GOAL: Rewrite the part of the listing that runs from its first line through the line containing "point(384, 193)" as a numbered list, skipping any blank lines.

Saved data entries

※ ※ ※

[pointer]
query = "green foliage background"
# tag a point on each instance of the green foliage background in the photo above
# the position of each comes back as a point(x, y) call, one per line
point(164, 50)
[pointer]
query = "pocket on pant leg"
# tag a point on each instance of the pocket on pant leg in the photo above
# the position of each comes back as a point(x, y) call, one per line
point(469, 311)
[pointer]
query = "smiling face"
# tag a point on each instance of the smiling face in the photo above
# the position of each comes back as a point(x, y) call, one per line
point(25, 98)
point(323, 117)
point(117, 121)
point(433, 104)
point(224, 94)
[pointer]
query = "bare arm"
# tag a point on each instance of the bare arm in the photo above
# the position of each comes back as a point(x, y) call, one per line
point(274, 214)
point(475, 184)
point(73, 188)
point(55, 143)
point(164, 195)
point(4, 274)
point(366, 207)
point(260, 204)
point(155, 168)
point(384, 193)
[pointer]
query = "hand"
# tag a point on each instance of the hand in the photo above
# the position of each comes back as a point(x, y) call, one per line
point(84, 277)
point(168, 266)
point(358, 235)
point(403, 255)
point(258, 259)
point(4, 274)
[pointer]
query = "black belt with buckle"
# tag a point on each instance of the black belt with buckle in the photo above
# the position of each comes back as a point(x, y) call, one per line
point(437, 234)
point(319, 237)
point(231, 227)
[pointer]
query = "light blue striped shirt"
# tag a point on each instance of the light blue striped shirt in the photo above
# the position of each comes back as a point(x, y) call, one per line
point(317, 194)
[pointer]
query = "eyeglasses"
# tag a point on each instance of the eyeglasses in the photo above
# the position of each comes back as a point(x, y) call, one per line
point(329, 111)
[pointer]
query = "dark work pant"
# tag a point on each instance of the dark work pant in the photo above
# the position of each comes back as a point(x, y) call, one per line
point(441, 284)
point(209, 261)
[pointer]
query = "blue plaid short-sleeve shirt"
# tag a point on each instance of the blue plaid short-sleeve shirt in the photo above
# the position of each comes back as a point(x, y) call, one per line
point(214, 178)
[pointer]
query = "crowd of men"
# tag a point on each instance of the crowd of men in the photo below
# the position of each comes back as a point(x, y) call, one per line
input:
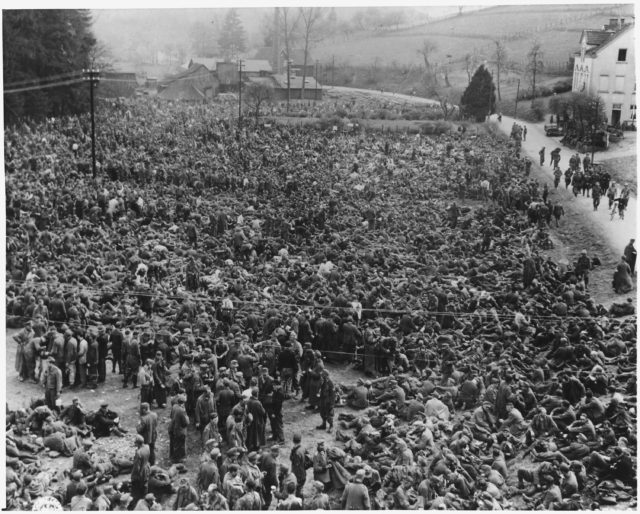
point(224, 273)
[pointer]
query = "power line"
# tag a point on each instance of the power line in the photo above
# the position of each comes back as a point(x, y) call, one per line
point(44, 86)
point(44, 79)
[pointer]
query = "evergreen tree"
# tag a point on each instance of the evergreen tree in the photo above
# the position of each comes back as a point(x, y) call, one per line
point(42, 47)
point(232, 39)
point(479, 99)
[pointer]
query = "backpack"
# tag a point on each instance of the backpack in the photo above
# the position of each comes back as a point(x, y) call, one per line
point(308, 459)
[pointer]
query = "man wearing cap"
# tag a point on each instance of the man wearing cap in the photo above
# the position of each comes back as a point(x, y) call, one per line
point(318, 500)
point(160, 380)
point(148, 428)
point(148, 503)
point(53, 385)
point(215, 499)
point(355, 495)
point(105, 422)
point(358, 398)
point(141, 469)
point(178, 431)
point(208, 472)
point(187, 495)
point(74, 414)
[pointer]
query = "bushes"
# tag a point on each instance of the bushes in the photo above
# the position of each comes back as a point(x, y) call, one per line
point(562, 86)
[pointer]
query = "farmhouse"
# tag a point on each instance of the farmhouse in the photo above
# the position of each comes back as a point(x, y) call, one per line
point(196, 84)
point(605, 66)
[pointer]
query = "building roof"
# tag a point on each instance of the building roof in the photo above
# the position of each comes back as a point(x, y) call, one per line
point(297, 55)
point(597, 37)
point(209, 62)
point(596, 40)
point(256, 66)
point(196, 71)
point(296, 82)
point(181, 91)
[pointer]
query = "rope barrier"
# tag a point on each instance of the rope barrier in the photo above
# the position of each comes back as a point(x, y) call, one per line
point(74, 288)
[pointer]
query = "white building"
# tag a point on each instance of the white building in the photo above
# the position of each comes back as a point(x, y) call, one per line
point(606, 65)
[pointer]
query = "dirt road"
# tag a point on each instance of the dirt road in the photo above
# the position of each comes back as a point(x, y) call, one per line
point(616, 233)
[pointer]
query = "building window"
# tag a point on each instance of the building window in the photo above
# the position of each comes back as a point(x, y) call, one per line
point(603, 85)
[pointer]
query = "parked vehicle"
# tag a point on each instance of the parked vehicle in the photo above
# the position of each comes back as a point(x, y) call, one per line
point(554, 130)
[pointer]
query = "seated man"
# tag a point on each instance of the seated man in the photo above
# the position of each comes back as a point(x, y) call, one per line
point(106, 422)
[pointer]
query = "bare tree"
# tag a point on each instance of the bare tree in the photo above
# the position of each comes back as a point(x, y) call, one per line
point(427, 50)
point(534, 67)
point(310, 16)
point(256, 95)
point(290, 23)
point(100, 57)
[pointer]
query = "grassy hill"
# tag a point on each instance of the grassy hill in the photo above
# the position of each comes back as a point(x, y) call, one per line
point(557, 27)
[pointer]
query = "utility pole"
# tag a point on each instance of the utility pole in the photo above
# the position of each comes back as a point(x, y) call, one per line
point(239, 93)
point(93, 77)
point(333, 68)
point(593, 147)
point(288, 83)
point(315, 77)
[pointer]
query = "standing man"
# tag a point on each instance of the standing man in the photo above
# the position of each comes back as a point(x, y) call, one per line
point(327, 400)
point(131, 358)
point(53, 385)
point(630, 255)
point(103, 350)
point(258, 418)
point(116, 338)
point(70, 357)
point(583, 266)
point(275, 413)
point(141, 469)
point(297, 458)
point(160, 381)
point(596, 193)
point(269, 467)
point(83, 349)
point(178, 431)
point(205, 409)
point(145, 381)
point(148, 429)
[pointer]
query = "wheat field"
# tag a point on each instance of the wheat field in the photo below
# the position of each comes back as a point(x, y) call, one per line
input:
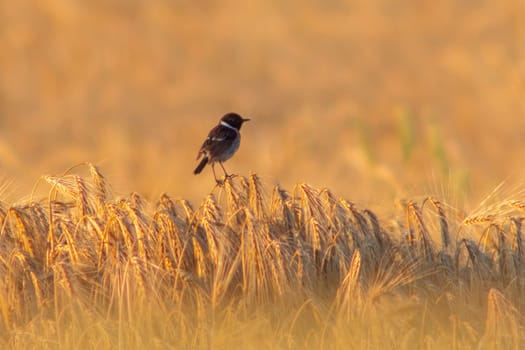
point(379, 202)
point(252, 267)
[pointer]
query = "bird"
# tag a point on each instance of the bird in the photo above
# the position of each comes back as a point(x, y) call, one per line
point(221, 144)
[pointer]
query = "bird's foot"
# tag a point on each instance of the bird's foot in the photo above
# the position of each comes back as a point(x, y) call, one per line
point(230, 176)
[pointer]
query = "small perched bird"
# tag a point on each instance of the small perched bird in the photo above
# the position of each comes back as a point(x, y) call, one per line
point(222, 143)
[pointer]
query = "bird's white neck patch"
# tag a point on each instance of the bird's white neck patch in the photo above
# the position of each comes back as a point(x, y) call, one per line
point(223, 123)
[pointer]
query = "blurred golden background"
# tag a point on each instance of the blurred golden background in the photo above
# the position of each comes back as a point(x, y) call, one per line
point(375, 99)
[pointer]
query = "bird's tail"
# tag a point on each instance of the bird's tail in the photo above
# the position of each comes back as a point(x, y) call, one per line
point(201, 165)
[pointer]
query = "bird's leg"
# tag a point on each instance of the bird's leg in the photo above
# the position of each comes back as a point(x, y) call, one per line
point(226, 175)
point(219, 182)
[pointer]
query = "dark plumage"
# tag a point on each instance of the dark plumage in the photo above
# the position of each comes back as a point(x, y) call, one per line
point(221, 144)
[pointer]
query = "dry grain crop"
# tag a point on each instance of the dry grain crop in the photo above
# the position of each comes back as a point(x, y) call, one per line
point(250, 268)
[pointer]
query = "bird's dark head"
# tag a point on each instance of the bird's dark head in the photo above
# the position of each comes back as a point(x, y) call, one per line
point(234, 120)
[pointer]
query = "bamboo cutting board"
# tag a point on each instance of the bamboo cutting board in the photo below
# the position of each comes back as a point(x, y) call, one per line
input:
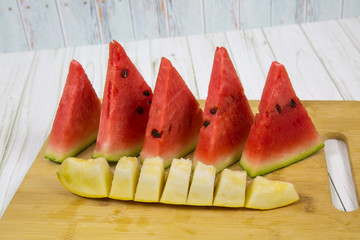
point(43, 209)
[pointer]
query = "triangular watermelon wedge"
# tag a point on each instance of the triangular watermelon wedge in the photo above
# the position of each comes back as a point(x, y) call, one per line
point(77, 118)
point(227, 116)
point(283, 132)
point(175, 117)
point(125, 110)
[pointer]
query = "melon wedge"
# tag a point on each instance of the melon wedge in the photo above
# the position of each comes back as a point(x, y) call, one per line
point(230, 189)
point(89, 178)
point(125, 179)
point(283, 132)
point(263, 193)
point(151, 180)
point(202, 185)
point(175, 118)
point(177, 183)
point(76, 121)
point(125, 111)
point(227, 116)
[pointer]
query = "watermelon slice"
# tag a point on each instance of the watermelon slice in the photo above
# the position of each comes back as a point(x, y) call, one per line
point(175, 118)
point(125, 110)
point(283, 132)
point(227, 116)
point(77, 118)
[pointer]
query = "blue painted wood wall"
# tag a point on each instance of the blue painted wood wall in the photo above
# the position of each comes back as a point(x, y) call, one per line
point(43, 24)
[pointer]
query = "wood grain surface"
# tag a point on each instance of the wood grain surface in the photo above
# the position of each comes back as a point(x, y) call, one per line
point(43, 209)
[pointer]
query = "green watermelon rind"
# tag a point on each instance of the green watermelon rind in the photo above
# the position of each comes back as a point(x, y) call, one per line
point(116, 157)
point(186, 151)
point(229, 160)
point(57, 158)
point(272, 166)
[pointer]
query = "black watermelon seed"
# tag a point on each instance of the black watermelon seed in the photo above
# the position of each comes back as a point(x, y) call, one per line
point(278, 108)
point(156, 133)
point(292, 103)
point(124, 73)
point(140, 110)
point(213, 110)
point(147, 93)
point(206, 123)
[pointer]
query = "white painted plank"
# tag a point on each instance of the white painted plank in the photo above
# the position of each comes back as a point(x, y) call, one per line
point(287, 12)
point(79, 22)
point(308, 76)
point(115, 20)
point(255, 13)
point(184, 17)
point(351, 27)
point(149, 19)
point(12, 34)
point(37, 108)
point(338, 164)
point(338, 55)
point(202, 49)
point(351, 8)
point(252, 57)
point(139, 53)
point(221, 16)
point(41, 24)
point(177, 51)
point(94, 61)
point(13, 72)
point(321, 10)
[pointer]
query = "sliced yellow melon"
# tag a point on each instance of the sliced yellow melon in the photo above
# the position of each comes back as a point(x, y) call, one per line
point(125, 179)
point(177, 183)
point(230, 189)
point(86, 177)
point(202, 185)
point(263, 193)
point(151, 180)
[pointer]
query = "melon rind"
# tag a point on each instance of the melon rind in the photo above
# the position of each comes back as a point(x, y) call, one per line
point(59, 158)
point(167, 162)
point(264, 168)
point(114, 157)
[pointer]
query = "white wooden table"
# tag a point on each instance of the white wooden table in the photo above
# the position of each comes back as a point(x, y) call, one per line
point(322, 59)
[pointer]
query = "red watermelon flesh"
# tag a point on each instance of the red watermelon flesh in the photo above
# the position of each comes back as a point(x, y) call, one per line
point(77, 118)
point(227, 116)
point(283, 132)
point(125, 111)
point(175, 117)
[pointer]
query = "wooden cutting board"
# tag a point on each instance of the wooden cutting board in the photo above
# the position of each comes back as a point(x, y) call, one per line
point(43, 209)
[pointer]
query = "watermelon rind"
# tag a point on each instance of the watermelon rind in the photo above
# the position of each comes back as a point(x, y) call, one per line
point(114, 157)
point(59, 158)
point(253, 171)
point(230, 160)
point(167, 162)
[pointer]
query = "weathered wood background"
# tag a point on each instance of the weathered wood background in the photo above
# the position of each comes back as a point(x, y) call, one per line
point(44, 24)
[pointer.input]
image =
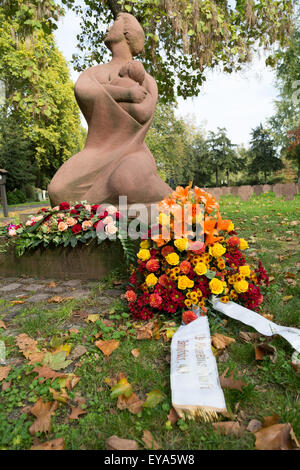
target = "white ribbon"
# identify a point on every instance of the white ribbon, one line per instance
(195, 384)
(260, 323)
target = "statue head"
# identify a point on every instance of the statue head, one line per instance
(127, 26)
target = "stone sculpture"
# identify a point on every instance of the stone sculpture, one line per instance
(118, 101)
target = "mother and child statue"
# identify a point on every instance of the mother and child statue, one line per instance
(118, 100)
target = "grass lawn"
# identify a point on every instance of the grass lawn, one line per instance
(269, 225)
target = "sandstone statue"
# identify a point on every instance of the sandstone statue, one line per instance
(118, 101)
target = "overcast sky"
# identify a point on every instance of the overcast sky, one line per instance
(237, 101)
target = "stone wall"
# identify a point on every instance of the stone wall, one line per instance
(287, 190)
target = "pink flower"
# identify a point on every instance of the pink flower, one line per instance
(62, 226)
(130, 296)
(86, 225)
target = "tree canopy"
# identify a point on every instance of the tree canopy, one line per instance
(39, 101)
(184, 38)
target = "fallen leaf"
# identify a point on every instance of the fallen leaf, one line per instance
(286, 298)
(263, 349)
(60, 396)
(254, 425)
(123, 387)
(276, 437)
(135, 352)
(46, 373)
(116, 443)
(4, 371)
(145, 332)
(231, 383)
(55, 444)
(28, 346)
(43, 412)
(77, 352)
(56, 361)
(149, 440)
(133, 403)
(270, 420)
(220, 341)
(153, 399)
(173, 416)
(229, 428)
(92, 317)
(107, 347)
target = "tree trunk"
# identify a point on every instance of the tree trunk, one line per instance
(114, 7)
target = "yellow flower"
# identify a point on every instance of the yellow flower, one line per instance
(163, 219)
(217, 250)
(244, 270)
(172, 258)
(145, 244)
(181, 244)
(241, 286)
(200, 269)
(151, 280)
(243, 244)
(144, 254)
(216, 286)
(184, 282)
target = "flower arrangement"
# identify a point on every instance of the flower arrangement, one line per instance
(176, 273)
(68, 225)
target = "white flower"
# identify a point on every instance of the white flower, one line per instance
(111, 229)
(111, 210)
(108, 220)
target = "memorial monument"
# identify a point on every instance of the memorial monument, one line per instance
(118, 101)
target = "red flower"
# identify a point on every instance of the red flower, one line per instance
(166, 250)
(152, 265)
(155, 301)
(130, 296)
(64, 206)
(185, 267)
(188, 317)
(234, 241)
(76, 228)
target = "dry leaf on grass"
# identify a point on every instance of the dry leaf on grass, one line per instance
(107, 347)
(55, 444)
(145, 332)
(28, 347)
(264, 349)
(270, 420)
(4, 371)
(43, 412)
(116, 443)
(220, 341)
(173, 416)
(133, 403)
(230, 383)
(229, 428)
(46, 373)
(276, 437)
(135, 352)
(149, 440)
(249, 337)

※ ※ ※

ANSWER TO THE PROBLEM:
1. [pointer]
2. query = "green foliage background"
3. # tag a point on each instance of the green foliage background in the photo above
4. # the position of each comes back as a point(x, y) call, one per line
5. point(164, 50)
6. [pointer]
7. query = "pocket on pant leg"
8. # tag a point on each instance of the pocket on pant leg in the photo above
9. # the position of each comes back as a point(x, y) call, one per line
10. point(469, 311)
11. [pointer]
12. query = "smiling face"
13. # tag a point on each instance of the smiling face in the photo above
14. # the position of each comes back as a point(x, y) call, one per line
15. point(25, 98)
16. point(323, 117)
17. point(117, 121)
18. point(433, 104)
19. point(224, 94)
20. [pointer]
21. query = "bare arm"
22. # tag a point on each instance of the bare arm in the photo above
23. # the position of each comes back as a point(x, y) call, one per line
24. point(274, 214)
25. point(475, 184)
26. point(73, 188)
27. point(55, 143)
28. point(164, 195)
29. point(4, 274)
30. point(366, 207)
31. point(260, 204)
32. point(155, 168)
33. point(384, 193)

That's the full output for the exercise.